INSTRUCTIONS TO FOLLOW >> Update the rows from the line that contains "sunflower center disc." through the line that contains "(212, 0), (467, 285)", replacing "broadcast still" with "match frame" and leaving everything else unchanged.

** start of PROVIDED INFORMATION **

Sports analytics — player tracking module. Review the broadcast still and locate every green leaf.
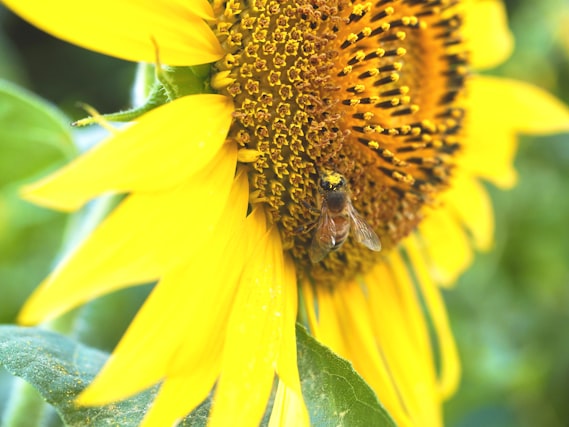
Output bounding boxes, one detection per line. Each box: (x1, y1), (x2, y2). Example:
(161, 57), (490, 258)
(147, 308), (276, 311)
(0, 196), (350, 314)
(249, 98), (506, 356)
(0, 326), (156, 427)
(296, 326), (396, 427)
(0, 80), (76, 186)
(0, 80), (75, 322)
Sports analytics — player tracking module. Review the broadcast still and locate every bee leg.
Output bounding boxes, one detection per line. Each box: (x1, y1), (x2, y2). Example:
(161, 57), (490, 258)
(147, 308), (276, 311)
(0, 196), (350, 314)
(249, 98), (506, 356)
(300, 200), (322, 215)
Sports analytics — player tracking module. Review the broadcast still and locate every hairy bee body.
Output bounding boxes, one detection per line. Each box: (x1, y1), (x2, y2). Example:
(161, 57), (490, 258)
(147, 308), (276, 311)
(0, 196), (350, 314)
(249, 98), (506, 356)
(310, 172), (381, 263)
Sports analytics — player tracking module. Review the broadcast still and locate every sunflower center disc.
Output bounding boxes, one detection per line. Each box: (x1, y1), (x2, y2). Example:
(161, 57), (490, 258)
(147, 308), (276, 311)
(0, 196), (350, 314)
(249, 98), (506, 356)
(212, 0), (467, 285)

** end of PROVIDED INFORMATION **
** start of PROVIDED INFORMATION **

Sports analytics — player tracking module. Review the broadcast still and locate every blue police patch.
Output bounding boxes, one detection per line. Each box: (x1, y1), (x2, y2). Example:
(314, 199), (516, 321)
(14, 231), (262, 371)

** end of PROVIDED INFORMATION **
** start of PROVIDED INFORMATION **

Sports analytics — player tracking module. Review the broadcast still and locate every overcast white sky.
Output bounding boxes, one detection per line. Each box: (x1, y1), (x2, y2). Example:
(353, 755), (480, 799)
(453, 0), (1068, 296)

** end of PROVIDED INFORMATION **

TASK OUTPUT >>
Sports analytics — player tracking module. Review the match frame and locate every sunflower center disc.
Output bounding boxes, one detection per line. Each box: (x1, y1), (x2, y2). Example:
(161, 57), (490, 258)
(147, 308), (276, 311)
(0, 196), (350, 314)
(249, 98), (506, 356)
(212, 0), (467, 285)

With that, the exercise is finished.